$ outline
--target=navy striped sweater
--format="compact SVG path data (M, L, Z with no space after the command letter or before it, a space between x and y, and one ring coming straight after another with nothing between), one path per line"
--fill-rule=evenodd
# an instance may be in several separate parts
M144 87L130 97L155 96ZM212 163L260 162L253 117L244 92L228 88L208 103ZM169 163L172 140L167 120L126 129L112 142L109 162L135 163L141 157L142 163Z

* * *

- Goal -
Copy out everything from the start of the records down to the line containing "# an instance", keeping both ends and changing nothing.

- Task solution -
$ outline
--target=navy striped sweater
--format="compact SVG path data (M, L, Z with no space after the command letter or before it, a space between x and y, and one ring coming straight after another with nothing between), one path per line"
--fill-rule=evenodd
# an instance may be in several separate parts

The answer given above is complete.